Data items from a source
— begin —
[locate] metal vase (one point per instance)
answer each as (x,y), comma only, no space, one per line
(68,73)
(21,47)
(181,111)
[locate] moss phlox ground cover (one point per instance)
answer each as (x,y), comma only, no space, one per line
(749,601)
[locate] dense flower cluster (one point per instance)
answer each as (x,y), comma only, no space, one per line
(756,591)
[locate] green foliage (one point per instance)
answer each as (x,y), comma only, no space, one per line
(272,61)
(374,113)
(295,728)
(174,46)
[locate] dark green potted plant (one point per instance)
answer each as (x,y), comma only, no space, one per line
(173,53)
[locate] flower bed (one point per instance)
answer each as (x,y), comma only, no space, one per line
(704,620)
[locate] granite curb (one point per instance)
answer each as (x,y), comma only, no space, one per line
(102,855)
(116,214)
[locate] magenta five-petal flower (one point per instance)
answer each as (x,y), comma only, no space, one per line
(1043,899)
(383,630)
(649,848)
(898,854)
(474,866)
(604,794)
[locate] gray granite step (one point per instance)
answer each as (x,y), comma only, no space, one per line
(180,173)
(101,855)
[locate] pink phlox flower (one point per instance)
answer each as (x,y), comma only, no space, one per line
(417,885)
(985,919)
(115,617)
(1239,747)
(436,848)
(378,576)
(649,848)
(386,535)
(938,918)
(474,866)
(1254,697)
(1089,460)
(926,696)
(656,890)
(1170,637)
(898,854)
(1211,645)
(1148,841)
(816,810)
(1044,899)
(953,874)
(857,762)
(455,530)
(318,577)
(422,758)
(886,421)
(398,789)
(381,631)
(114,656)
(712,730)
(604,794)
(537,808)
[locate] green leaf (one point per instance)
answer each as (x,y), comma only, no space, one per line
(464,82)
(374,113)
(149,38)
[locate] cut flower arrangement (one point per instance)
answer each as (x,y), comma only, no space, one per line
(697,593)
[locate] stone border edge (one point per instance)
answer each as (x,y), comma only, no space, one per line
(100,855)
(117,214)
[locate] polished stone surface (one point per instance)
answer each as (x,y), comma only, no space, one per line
— end —
Task description: Could you update the data above by replacing "one point per instance" with "one point per object" in every line where it occurs and leaving everything else unchanged?

Solution to this exercise:
[locate] metal vase (one point per object)
answer each as (x,y), comma only, no space, one per line
(68,73)
(21,47)
(181,111)
[locate] moss phlox ground cover (one point per object)
answer each as (x,y), comma only, no space, one per line
(749,601)
[locate] dense flower cluster (one point per object)
answer each as (x,y), comma only, no space, one per line
(756,591)
[locate] green foliage (one point per object)
answer each as (x,y), comma only, no space, one per line
(272,61)
(374,113)
(295,728)
(174,46)
[locate] dark green potted plant (one point per object)
answer each as (x,y), comma only, no space, one per line
(173,53)
[locate] flower bed (one point per object)
answer each as (x,y), comma only, no space, one per line
(704,620)
[locate] granite curb (one point per object)
answer each as (x,y), comma only, no space, one per line
(102,855)
(116,214)
[locate] magenta five-petal flower (one point per object)
answer each as (x,y), comma only, no space, one per line
(1043,899)
(383,630)
(649,848)
(898,854)
(474,866)
(604,794)
[locate] gray granite step (one point per object)
answer each as (x,y), comma only, no space, one per line
(180,173)
(101,855)
[locate] pink phlox flower (one point per object)
answer each as (x,y), comma only, no space, one per line
(417,885)
(985,919)
(115,617)
(1239,747)
(436,848)
(378,576)
(649,848)
(386,535)
(938,918)
(474,866)
(1254,697)
(1089,460)
(926,696)
(656,890)
(1170,637)
(898,854)
(1211,645)
(1148,841)
(816,810)
(1044,899)
(953,874)
(857,762)
(455,530)
(318,577)
(422,758)
(886,421)
(398,789)
(381,631)
(114,656)
(712,730)
(604,794)
(537,808)
[locate] green leaf (one point per object)
answer each as (x,y), comma only, no space, one per line
(464,82)
(374,113)
(149,38)
[locate] cut flower arrangement (one point per object)
answer each as (x,y), comma only, no space, one per line
(697,593)
[locate] stone border edge (one point per object)
answer each as (x,y), comma only, no space, one per line
(100,855)
(117,214)
[locate] polished stone surface (one point per object)
answer each as (x,y), comma only, no space, one per line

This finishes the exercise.